## WHAT TO WORK ON
[a] In the IRS mileage rate announcement, swap "annual" for "yearly" and write out the passage from "The standard mileage rates for business, medical" up to and including "for the IRS.".
[b] List every condition that the IRS mileage rate announcement gives under which taxpayers may not use the business standard mileage rate for a vehicle.

WASHINGTON, D.C. The Internal Revenue Service today released the optional standard mileage rates that business owners may use for 2005 in computing the deductible costs of operating an automobile for business, charitable, medical or moving expense purposes.
Beginning Jan. 1, 2005, the standard mileage rates for the use of a car (including vans, pickups or panel trucks) will be:
- 40.5 cents a mile for all business miles driven, up from 37.5 cents a mile in 2004;
- 15 cents a mile when computing deductible medical or moving expenses, up from 14 cents a mile in 2004; and
- 14 cents a mile when giving services to a charitable organization.
The 3-cent rise in the business mileage rate was the largest one-year increase ever. The IRS cited increased fuel and vehicle prices for the year ending Sept. 30 as the primary reasons for raising the rate. The charitable standard mileage rate is set by law.
The standard mileage rates for business, medical and moving purposes are based on an annual study of the fixed and variable costs of operating an automobile. An independent contractor, Runzheimer International, conducted the study for the IRS.
Business owners should keep in mind that taxpayers may not use the business standard mileage rate for a vehicle if:
- They have used any depreciation method under the Modified Accelerated Cost Recovery System (MACRS),
- They claimed a Section 179 deduction for that vehicle,
- The vehicle is used for hire, or
- For more than four vehicles used simultaneously.
According to recent Lawn & Landscape research, 53 percent of contractors currently operate one to three vehicles for business, making them eligible for the new mileage rates, assuming they meet the other criteria as outlined.

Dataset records

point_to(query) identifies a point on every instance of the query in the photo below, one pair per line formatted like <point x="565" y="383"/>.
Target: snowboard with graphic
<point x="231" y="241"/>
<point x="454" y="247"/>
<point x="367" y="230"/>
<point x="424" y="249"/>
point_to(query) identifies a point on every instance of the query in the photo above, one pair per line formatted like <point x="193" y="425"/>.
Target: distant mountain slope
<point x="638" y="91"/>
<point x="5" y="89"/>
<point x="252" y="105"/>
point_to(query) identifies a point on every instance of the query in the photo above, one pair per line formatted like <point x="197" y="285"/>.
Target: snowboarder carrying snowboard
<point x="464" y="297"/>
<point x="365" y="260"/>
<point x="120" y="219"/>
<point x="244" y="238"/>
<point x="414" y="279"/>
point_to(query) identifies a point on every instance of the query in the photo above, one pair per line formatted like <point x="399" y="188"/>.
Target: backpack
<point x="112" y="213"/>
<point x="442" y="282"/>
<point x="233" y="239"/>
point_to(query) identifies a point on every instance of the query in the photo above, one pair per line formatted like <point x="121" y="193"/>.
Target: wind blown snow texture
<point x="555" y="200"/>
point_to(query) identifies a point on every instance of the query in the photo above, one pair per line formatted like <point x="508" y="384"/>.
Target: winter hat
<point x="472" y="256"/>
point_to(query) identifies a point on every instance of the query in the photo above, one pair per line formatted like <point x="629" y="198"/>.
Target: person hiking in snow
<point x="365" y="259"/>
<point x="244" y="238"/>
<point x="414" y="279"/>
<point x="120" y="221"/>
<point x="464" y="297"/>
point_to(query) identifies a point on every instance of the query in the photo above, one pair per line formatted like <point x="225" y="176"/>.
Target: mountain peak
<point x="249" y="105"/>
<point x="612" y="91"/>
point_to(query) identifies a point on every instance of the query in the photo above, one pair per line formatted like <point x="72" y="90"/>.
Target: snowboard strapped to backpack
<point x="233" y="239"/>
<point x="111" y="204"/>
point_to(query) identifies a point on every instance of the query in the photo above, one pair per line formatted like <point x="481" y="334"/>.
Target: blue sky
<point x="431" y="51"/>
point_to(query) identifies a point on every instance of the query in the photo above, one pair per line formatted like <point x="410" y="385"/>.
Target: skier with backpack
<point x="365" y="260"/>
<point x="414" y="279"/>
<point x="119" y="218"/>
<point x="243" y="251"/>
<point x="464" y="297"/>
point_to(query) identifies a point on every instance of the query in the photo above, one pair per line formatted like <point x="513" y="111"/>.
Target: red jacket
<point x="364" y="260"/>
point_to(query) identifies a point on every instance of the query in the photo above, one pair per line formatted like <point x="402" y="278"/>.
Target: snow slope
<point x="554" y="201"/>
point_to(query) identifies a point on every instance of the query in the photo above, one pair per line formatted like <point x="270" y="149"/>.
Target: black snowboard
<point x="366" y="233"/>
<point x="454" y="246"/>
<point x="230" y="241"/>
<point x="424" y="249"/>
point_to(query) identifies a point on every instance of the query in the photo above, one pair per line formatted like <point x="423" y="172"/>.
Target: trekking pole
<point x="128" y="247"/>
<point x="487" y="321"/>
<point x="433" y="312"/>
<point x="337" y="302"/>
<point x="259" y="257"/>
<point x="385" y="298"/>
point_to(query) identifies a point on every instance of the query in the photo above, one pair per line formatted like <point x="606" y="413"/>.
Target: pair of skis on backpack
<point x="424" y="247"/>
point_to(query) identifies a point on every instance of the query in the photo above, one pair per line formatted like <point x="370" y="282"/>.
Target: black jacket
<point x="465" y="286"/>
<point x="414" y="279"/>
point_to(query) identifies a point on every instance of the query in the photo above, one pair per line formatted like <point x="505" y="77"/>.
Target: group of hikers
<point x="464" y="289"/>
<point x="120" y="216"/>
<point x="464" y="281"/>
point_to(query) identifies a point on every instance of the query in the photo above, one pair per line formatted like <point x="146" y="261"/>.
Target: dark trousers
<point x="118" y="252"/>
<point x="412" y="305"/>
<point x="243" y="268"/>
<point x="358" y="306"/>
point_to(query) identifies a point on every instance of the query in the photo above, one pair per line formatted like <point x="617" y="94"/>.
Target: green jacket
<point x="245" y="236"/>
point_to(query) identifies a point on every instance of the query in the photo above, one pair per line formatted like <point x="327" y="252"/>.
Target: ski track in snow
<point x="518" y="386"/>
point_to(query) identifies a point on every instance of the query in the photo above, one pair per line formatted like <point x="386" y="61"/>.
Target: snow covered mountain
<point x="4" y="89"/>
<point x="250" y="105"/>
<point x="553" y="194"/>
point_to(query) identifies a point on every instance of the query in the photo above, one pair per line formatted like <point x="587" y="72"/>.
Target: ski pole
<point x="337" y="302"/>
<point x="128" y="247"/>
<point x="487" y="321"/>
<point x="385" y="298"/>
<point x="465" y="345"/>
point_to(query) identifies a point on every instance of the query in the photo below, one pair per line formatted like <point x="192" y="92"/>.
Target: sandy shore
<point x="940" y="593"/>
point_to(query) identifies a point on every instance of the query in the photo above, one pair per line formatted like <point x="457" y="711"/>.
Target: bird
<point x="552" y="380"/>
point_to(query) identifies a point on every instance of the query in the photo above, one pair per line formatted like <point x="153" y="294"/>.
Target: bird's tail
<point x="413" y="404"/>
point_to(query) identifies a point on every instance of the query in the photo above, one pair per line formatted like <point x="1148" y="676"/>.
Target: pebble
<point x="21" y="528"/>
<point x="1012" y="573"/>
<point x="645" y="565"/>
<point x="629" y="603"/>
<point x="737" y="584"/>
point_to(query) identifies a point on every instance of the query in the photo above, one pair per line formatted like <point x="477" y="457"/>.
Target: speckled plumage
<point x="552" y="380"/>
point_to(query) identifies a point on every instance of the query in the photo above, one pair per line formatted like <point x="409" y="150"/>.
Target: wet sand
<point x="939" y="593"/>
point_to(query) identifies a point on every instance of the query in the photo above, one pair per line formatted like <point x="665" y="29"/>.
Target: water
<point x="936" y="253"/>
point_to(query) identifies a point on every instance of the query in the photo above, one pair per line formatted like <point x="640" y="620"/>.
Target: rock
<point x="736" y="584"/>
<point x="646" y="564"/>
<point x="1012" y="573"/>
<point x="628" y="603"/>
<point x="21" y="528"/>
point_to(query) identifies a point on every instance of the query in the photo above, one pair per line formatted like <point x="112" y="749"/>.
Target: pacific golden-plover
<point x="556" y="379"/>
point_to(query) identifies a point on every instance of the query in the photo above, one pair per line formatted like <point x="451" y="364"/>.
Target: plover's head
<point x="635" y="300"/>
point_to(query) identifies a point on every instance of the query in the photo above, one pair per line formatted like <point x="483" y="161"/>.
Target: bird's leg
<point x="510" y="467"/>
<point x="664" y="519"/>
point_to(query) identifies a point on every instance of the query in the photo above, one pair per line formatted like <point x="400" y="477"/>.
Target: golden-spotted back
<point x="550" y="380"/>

## EXPECTED RESPONSES
[a]
The standard mileage rates for business, medical and moving purposes are based on an yearly study of the fixed and variable costs of operating an automobile. An independent contractor, Runzheimer International, conducted the study for the IRS.

[b]
- They have used any depreciation method under the Modified Accelerated Cost Recovery System (MACRS).
- They claimed a Section 179 deduction for that vehicle.
- The vehicle is used for hire.
- For more than four vehicles used simultaneously.